▶ _Assignment_: The comment about the free market and basic human needs names what the country forces the very few to try to provide to the very unfortunate. List every one of those things.

▶ _Reading text_:
I tend to agree with you. To my wife’s constant dismay, rather than weep happy tears at all the feel-good stories of individuals starting concerns in order to address the endless incredibly basic needs of so many – particularly since COVID …

I tend to say that – like a restaurant that forces customers to subsidize pathetic wages via the tipping system – our country forces the very few to try to provide food, clothing, shelter, and health care to the very unfortunate … in the wealthiest country on Earth.

It’s back to privatizing profit and socializing loss, as I like to put it.

And for those concerns that do not try to bootstrap it and commit to being short-term … they build infrastructure. And with infrastructure you become an institution. And the Prime Directive tends to be to protect the institution above all else.

By not helping to assure the very minimum for all of our citizens, the free market – much as conservatives accuse liberals of – is forced to serve a set of basic human needs that could probably be met better and cheaper through collective action.

But … this being the Pit … YEAH ! FUCK JERRY SEINFELD !!

▶ _Excerpted records_:
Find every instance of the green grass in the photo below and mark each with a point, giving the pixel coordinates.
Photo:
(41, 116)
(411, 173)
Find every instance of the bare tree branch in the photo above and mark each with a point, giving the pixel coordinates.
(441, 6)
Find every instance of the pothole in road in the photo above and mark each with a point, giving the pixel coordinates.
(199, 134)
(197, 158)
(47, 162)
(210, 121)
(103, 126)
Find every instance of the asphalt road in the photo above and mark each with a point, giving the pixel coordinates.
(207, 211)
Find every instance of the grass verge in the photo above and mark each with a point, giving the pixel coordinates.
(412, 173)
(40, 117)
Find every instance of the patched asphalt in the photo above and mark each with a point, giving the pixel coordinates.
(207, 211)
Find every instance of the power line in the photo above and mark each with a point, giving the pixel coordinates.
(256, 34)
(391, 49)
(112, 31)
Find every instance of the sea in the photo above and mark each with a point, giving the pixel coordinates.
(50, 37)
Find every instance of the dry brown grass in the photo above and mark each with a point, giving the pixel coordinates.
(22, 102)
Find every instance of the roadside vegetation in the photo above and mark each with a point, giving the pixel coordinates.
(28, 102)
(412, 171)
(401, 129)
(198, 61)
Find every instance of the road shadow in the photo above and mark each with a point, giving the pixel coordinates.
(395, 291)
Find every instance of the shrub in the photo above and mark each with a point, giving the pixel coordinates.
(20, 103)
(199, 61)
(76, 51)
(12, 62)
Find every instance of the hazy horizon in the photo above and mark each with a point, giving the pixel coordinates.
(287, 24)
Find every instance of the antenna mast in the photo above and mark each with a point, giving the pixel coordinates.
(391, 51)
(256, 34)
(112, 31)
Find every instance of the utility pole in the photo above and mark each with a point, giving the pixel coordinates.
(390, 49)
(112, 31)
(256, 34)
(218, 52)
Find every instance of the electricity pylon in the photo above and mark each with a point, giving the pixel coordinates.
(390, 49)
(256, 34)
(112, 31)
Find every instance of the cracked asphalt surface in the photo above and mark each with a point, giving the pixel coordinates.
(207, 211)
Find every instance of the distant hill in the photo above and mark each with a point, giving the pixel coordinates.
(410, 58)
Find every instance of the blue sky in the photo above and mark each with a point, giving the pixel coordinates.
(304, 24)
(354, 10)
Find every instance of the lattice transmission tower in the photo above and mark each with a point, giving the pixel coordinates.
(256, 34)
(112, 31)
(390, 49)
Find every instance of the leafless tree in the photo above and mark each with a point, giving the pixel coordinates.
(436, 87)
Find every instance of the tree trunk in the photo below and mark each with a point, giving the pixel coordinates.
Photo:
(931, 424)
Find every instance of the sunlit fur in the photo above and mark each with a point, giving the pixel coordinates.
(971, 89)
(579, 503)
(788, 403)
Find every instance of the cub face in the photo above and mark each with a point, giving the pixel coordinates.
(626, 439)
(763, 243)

▶ _Expected output_: food, clothing, shelter, health care